Work required: Collect each line of the entries that holds the string "target".
========================================
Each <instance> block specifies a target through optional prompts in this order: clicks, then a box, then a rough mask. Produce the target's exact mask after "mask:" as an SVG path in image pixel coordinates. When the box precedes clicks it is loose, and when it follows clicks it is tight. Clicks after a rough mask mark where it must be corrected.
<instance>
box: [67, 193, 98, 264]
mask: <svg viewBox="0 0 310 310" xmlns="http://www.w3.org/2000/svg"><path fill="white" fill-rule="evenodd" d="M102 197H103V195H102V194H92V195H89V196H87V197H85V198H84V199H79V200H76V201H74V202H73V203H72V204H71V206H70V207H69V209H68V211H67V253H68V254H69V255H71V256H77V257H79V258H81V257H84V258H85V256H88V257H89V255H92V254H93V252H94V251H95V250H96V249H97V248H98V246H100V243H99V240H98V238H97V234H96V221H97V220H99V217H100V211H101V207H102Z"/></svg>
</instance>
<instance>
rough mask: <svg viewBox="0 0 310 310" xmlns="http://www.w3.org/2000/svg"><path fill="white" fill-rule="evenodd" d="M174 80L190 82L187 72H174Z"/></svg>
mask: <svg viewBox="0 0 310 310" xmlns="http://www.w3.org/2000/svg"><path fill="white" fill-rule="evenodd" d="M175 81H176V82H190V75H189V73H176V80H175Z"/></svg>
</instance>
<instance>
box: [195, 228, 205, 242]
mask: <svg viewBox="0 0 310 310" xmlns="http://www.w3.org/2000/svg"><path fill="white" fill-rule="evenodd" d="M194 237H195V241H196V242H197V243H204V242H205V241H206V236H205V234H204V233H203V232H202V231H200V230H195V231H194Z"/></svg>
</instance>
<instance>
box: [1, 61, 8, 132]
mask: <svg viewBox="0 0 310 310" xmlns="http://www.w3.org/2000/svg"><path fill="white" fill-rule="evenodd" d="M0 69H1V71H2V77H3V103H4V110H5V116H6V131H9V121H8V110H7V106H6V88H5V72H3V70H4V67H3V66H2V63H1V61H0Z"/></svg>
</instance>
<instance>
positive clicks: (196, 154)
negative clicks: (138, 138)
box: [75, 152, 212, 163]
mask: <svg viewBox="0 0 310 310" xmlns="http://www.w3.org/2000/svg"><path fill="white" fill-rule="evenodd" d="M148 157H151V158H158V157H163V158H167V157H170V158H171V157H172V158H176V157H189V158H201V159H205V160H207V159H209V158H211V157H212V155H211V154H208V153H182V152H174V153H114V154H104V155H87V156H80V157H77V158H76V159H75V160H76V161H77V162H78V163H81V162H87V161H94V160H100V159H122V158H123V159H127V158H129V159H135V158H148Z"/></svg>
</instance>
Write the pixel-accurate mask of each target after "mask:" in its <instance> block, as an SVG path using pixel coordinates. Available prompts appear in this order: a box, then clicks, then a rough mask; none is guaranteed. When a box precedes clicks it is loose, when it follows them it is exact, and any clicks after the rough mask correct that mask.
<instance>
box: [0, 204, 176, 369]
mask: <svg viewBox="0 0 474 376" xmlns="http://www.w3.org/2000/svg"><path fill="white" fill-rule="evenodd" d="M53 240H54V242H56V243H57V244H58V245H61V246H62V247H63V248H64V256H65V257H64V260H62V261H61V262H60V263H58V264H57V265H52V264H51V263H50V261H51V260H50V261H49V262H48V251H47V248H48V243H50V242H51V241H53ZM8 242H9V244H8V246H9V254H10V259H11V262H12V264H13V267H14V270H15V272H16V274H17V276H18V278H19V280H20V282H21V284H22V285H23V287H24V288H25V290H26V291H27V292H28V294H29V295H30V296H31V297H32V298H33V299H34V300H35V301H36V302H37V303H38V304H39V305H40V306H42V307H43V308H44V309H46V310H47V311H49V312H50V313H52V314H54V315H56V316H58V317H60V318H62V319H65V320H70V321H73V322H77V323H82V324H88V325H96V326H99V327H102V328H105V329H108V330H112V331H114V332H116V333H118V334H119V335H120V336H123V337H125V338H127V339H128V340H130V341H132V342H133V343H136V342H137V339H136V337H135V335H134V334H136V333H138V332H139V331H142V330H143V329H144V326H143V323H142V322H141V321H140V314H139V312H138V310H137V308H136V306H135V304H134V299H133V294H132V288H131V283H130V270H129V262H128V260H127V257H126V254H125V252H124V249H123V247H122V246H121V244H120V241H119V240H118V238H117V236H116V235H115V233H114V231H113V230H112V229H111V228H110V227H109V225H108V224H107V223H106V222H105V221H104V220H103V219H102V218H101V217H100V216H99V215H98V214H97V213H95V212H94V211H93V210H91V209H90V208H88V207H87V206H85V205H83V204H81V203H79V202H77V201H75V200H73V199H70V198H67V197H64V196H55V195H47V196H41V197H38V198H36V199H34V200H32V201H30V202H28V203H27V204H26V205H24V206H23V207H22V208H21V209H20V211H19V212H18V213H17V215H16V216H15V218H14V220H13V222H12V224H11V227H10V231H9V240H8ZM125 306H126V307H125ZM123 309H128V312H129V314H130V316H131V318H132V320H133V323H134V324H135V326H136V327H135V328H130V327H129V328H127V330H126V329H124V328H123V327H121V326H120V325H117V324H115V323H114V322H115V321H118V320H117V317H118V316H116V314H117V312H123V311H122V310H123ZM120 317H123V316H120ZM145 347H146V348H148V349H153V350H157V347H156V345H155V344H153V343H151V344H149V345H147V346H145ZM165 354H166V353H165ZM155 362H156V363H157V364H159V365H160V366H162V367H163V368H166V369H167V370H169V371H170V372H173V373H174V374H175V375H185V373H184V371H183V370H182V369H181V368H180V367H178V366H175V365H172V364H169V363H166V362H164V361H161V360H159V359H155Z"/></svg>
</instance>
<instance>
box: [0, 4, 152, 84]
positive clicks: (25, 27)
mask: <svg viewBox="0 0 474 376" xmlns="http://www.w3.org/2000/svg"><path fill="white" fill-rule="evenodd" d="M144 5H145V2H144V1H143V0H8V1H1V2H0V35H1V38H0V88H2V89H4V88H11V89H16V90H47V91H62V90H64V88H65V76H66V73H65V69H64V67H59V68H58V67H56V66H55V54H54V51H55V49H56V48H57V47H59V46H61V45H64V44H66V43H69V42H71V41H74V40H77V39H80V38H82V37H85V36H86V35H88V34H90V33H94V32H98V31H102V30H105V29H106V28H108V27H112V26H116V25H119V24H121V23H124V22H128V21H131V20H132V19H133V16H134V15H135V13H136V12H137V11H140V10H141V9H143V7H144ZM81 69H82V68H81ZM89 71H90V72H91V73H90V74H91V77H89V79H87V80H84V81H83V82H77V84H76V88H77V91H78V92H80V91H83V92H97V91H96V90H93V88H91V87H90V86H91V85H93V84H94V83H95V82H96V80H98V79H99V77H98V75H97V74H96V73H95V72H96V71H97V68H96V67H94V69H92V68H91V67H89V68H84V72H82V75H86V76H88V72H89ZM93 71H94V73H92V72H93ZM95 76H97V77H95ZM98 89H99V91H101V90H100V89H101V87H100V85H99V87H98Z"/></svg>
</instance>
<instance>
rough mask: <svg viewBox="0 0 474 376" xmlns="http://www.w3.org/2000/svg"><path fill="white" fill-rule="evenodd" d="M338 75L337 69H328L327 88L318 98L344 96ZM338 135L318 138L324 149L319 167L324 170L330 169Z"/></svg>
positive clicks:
========================================
Answer below:
Each <instance> block specifies a target through optional prompts in this order: clicks, then a box, then a rough mask. Produce the target's exact mask after "mask:" as an SVG path in image pixel coordinates. When the box precedes clicks it is loose, and when it follows clicks it is tight. Clicks after a rough mask mark where it must be corrected.
Write the pixel-accurate mask of each target after "mask:" in its <instance> block, as an SVG path using pixel coordinates. Available prompts appear in this order: a box, then clicks, then a rough mask; none is guaranteed. When a box precedes clicks it is loose, when it follows them it is exact, and any clicks after the rough mask correct that mask.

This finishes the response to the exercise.